**Exercise prompt**
Please reproduce the passage from the exploratory data analysis page, starting at "Being explicit about" and ending at "an isolated session.".

**Selected extract**
************

## What is exploratory data analysis?

**Exploratory data analysis (EDA)** is the first step you take with any new
dataset: understanding its shape, quality and character before committing to a
model, a chart or a business decision. The term was coined by the statistician
**John Tukey in 1977**, and it remains the backbone of every modern data
science workflow.

Concretely, EDA answers questions like:

- How many rows and columns are there, and what types are they?
- How much data is missing, and where is it concentrated?
- Which values repeat? Are there obvious duplicates or near-duplicates?
- What do the distributions of each numeric column look like?
- Which columns are correlated, and which are independent?
- Are there outliers, impossible values, or suspicious clusters?

Good EDA takes minutes on a clean dataset and hours on a messy one. This tool
compresses the first 80% of that work into a single upload, so you can decide
in seconds whether a dataset is worth a deeper look.

## What this tool is *not*

Being explicit about limits saves everyone time:

- **It is not a data-cleaning tool.** We *report* missing values and
  duplicates; we do not impute, dedupe or transform your data. Use pandas,
  OpenRefine or a spreadsheet for that.
- **It is not a machine learning platform.** No models are trained, no
  predictions are made. EDA is the step *before* modelling.
- **It is not a BI dashboard.** There are no saved reports, no scheduled
  refreshes, no shareable links. Each upload is an isolated session.
- **It is not a data storage service.** Your file is analysed in memory and
  released when you close the tab. Nothing is persisted.

************

**Dataset records**
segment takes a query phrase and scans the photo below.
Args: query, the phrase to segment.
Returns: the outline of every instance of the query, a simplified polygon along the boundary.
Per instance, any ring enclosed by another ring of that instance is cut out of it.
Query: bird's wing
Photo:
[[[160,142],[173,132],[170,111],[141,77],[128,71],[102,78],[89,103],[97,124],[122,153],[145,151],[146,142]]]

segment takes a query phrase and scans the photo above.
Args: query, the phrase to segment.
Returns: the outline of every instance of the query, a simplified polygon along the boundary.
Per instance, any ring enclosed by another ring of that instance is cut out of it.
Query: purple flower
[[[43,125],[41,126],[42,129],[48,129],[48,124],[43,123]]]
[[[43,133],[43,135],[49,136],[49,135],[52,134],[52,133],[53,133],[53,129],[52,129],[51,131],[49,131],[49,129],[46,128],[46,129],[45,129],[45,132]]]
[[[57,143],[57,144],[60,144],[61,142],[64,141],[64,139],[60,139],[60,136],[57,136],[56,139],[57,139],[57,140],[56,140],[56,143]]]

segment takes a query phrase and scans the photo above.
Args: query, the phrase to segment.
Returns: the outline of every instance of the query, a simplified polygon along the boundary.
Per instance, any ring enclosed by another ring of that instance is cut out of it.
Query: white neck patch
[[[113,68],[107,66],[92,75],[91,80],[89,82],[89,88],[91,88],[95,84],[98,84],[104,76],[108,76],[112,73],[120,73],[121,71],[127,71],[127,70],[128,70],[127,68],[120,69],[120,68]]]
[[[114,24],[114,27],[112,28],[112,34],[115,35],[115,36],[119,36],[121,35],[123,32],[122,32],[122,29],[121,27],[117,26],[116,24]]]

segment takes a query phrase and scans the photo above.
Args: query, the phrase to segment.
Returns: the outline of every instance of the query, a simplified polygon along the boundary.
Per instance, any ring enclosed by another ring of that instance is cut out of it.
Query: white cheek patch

************

**Response to the exercise**
Being explicit about limits saves everyone time:

- **It is not a data-cleaning tool.** We *report* missing values and
  duplicates; we do not impute, dedupe or transform your data. Use pandas,
  OpenRefine or a spreadsheet for that.
- **It is not a machine learning platform.** No models are trained, no
  predictions are made. EDA is the step *before* modelling.
- **It is not a BI dashboard.** There are no saved reports, no scheduled
  refreshes, no shareable links. Each upload is an isolated session.